■ How to complete this task
Reproduce the entries shown below only from the line with "When queried with the player's raised hand" down to the line with "[[151, 101], [90, 162], [224, 22]]", keeping both end lines and copying each one exactly.

(Source data Opens)

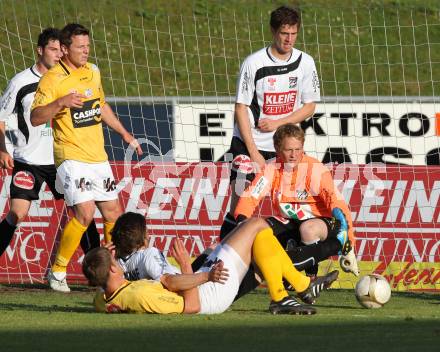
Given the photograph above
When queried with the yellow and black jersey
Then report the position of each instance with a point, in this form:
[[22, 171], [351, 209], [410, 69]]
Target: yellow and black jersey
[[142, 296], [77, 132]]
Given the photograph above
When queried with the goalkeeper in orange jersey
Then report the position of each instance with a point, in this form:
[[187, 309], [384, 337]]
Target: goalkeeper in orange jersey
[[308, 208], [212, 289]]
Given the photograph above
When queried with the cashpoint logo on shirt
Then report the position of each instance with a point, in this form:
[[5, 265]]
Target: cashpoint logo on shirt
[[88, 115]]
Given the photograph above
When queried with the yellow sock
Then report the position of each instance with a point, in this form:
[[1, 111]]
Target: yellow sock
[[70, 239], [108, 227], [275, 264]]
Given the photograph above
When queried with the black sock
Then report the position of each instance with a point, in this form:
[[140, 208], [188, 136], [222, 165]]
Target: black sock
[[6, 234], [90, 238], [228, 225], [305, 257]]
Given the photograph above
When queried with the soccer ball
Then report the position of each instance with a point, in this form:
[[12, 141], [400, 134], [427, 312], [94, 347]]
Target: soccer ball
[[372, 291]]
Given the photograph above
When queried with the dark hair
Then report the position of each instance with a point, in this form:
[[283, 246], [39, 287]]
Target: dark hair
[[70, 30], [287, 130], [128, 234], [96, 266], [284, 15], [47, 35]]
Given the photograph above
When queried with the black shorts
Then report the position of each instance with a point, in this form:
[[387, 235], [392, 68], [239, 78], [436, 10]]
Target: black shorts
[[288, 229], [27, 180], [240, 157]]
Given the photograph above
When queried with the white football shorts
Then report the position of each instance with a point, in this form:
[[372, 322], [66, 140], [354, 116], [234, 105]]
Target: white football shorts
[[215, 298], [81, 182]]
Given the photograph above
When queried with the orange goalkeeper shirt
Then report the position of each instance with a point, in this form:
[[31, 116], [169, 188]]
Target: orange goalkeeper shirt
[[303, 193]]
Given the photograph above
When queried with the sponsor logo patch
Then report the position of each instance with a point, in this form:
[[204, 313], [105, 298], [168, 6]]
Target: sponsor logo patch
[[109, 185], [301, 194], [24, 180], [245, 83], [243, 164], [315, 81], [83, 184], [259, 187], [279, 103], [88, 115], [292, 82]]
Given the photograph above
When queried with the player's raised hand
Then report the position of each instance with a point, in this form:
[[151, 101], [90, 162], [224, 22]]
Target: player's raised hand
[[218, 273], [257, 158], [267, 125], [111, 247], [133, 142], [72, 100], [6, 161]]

(Source data Closes)
(Source data Opens)

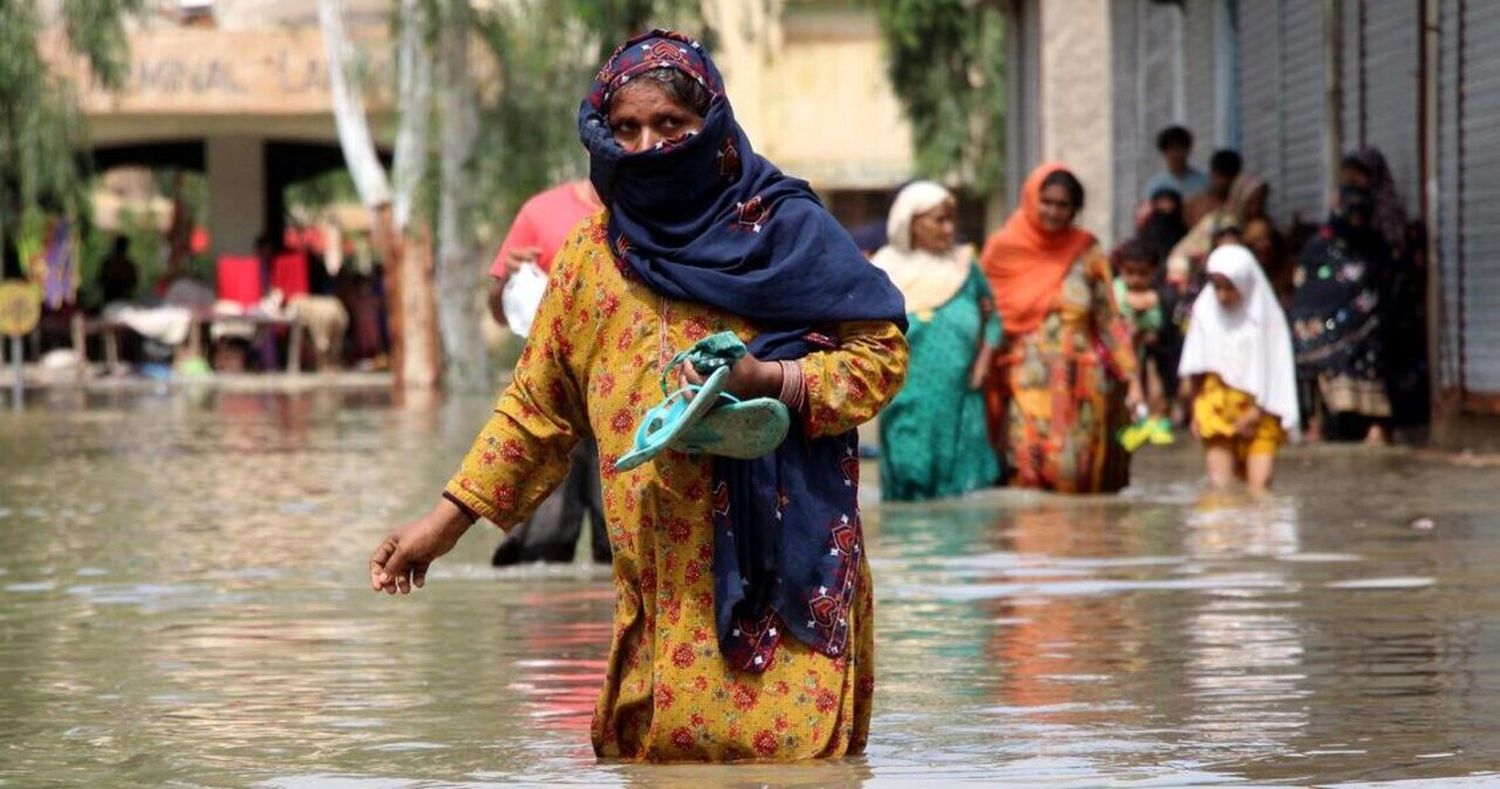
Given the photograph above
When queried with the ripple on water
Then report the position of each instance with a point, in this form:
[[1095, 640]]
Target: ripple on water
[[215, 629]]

(Source data Closes)
(Source data Opens)

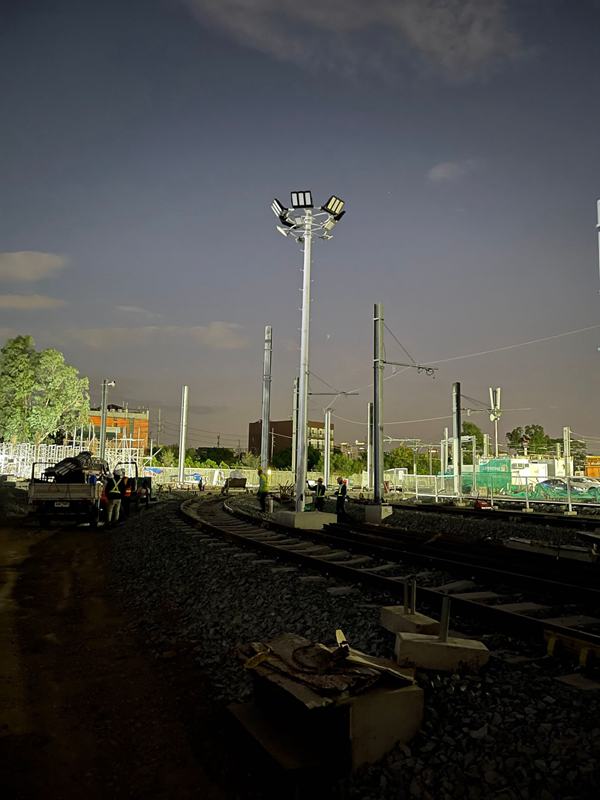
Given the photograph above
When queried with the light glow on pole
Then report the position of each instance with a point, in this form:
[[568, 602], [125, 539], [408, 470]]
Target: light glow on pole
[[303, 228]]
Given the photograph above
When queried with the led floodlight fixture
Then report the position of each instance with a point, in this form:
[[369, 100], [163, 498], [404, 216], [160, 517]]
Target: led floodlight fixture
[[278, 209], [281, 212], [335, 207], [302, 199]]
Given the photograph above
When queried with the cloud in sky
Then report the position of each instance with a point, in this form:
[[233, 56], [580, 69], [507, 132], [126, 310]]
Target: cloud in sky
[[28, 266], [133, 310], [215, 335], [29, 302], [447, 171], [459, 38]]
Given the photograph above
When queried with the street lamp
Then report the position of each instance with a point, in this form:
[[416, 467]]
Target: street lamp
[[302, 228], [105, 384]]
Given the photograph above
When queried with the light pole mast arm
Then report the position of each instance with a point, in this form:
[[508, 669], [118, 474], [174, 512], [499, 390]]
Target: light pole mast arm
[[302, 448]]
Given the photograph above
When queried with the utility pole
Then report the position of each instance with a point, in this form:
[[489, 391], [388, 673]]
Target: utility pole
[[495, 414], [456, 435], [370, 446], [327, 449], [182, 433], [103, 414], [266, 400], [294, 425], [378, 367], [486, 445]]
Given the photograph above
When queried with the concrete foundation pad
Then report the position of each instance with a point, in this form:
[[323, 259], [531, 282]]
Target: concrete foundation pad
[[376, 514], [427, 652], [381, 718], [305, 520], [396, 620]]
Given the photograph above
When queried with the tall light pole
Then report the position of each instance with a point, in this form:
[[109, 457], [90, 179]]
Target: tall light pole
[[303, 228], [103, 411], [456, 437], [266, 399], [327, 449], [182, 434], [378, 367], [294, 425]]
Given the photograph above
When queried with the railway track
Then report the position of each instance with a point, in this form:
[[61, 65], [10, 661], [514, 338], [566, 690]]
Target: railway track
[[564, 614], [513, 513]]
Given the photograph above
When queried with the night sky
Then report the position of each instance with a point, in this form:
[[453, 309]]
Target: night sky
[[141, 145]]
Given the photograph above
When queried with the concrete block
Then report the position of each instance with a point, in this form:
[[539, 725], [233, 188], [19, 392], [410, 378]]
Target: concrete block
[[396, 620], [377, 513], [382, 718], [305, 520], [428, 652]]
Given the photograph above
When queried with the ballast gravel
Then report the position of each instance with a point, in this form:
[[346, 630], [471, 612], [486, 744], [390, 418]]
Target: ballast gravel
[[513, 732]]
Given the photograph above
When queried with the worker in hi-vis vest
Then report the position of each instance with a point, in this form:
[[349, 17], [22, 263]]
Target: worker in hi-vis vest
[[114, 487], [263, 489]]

(Source data Closes)

■ Task solution
When queried with the player's raised hand
Then report the position of each instance with a point, in this form:
[[151, 101], [90, 162], [224, 22]]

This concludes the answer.